§ **Task statement**
In the excerpt about the founding of PERC, what share of the producers' vote passed the referendum?

§ **Excerpt to read**
* * * * *
McClendon said he spent the entire term of his NPGA presidency traveling around the country, talking to propane marketers and producers about how the act would benefit the propane industry. Eventually, marketers passed the referendum with a 95.5% vote, and producers with a 93.7% vote.

Prior NPGA presidents, including Ralph Rooney, Glenn Saunders, and John Blossman, were involved in communicating the benefits of a “check-off” program to the propane industry. McClendon followed Blossman as NPGA president.

“By the time it got to me, there had been some momentum building for the idea,” McClendon noted. “Each of the preceding presidents contributed to helping move the concept along. People don’t realize how complicated it was to get the act through Congress. When you hear the cliché, ‘It’s like an act of Congress,’ well that’s exactly what it was.”

Early Days
Once the law passed and the propane industry approved the formation of PERC, the work was still just beginning. Industry members had to set up the organization and find people to serve on the council. Therrell was elected to be PERC’s first chair and Miller was elected vice chair.

Jim Ferrell of Ferrellgas chaired a nine-member search committee to begin an exhaustive search for a president and CEO to lead PERC. Over the next several months, a search firm first screened dozens of candidates, then the committee personally interviewed approximately 20 individuals who weren’t already eliminated. The committee ultimately selected Willis, and McClendon concluded “his 20-year tenure and leadership has confirmed that he was the right choice.”
* * * * *
§ **Dataset excerpts**
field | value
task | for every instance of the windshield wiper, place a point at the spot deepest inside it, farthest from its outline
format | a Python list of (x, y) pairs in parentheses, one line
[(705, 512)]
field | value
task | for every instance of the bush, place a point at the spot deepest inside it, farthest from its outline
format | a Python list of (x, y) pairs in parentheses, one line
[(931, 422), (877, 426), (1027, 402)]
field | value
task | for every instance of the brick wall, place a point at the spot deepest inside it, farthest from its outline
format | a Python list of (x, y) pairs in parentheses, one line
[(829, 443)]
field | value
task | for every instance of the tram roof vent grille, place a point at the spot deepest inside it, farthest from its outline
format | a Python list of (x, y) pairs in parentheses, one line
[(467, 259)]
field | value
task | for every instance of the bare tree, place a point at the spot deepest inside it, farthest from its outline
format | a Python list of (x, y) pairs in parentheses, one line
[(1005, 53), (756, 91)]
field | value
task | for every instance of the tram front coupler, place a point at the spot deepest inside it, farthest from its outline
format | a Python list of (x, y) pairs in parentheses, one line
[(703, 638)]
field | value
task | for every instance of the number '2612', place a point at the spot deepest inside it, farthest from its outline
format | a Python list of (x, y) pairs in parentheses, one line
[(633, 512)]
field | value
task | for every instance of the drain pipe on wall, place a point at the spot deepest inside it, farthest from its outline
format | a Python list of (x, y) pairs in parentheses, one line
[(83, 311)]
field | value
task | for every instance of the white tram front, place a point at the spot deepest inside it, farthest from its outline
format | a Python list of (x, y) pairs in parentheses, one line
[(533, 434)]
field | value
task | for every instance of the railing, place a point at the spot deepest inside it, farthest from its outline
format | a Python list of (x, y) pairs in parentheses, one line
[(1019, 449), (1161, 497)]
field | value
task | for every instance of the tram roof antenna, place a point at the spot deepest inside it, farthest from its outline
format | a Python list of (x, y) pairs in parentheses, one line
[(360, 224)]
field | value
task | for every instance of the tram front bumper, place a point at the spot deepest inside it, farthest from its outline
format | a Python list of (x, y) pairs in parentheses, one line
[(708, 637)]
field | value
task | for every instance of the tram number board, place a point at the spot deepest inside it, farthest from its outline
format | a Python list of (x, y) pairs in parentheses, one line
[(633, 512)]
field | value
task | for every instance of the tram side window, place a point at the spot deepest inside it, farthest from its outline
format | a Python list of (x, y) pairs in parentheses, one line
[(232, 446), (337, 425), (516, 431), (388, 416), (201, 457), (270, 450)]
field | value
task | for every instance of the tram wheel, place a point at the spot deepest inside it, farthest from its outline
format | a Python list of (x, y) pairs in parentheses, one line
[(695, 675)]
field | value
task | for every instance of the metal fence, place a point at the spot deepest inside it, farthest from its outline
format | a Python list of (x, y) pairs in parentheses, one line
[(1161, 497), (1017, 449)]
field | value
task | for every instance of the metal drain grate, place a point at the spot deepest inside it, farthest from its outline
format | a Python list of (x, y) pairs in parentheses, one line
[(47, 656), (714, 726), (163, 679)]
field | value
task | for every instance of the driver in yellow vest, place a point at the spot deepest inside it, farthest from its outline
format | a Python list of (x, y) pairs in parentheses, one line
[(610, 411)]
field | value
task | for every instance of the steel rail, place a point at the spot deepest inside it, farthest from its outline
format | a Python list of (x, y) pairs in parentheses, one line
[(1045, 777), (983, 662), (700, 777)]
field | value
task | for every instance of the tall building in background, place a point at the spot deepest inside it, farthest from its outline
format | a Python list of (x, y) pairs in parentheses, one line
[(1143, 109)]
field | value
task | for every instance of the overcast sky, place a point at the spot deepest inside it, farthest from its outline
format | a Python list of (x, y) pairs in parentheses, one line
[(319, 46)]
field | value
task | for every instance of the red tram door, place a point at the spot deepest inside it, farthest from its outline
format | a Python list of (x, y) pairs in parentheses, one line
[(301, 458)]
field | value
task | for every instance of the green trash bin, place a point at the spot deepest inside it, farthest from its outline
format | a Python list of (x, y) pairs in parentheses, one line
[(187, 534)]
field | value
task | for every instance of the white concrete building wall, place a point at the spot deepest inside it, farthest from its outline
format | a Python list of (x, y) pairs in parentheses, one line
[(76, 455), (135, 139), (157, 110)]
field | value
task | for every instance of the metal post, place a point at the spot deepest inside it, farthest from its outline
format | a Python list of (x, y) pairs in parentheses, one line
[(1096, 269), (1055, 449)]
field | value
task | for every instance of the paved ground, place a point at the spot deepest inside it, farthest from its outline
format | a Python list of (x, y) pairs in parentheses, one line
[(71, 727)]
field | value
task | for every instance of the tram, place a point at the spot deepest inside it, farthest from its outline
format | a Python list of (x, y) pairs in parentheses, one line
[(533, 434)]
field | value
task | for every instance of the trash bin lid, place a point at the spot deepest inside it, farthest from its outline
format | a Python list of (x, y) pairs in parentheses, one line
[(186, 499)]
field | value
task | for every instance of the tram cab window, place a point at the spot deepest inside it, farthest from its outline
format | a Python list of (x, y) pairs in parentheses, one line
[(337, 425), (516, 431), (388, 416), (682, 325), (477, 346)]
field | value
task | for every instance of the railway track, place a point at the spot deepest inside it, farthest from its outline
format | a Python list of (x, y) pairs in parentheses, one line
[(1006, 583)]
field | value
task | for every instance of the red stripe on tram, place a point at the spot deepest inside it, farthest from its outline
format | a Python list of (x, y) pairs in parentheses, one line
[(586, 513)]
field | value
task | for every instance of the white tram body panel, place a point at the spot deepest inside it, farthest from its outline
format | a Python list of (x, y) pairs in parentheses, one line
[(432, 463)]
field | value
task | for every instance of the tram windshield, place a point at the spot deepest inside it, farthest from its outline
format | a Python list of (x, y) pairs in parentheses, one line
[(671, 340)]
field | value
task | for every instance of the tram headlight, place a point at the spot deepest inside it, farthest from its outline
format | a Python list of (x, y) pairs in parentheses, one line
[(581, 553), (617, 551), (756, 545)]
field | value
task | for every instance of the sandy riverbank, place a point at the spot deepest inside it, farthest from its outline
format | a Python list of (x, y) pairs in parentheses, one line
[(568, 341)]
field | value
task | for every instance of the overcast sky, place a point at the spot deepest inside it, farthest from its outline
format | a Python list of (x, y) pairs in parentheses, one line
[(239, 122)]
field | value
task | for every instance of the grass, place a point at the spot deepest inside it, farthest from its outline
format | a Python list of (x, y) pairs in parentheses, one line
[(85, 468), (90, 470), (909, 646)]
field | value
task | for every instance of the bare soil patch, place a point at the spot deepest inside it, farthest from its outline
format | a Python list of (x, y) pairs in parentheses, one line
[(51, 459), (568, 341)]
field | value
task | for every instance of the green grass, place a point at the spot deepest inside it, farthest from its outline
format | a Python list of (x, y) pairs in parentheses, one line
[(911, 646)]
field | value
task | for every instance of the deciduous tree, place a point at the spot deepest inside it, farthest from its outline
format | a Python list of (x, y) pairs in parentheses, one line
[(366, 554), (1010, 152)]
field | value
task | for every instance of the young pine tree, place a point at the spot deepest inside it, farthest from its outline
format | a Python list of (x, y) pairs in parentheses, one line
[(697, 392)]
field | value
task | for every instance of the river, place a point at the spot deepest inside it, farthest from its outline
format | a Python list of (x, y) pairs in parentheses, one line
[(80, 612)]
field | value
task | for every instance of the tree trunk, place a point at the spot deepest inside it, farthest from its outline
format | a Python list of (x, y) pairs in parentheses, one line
* * * * *
§ **Completed task**
93.7%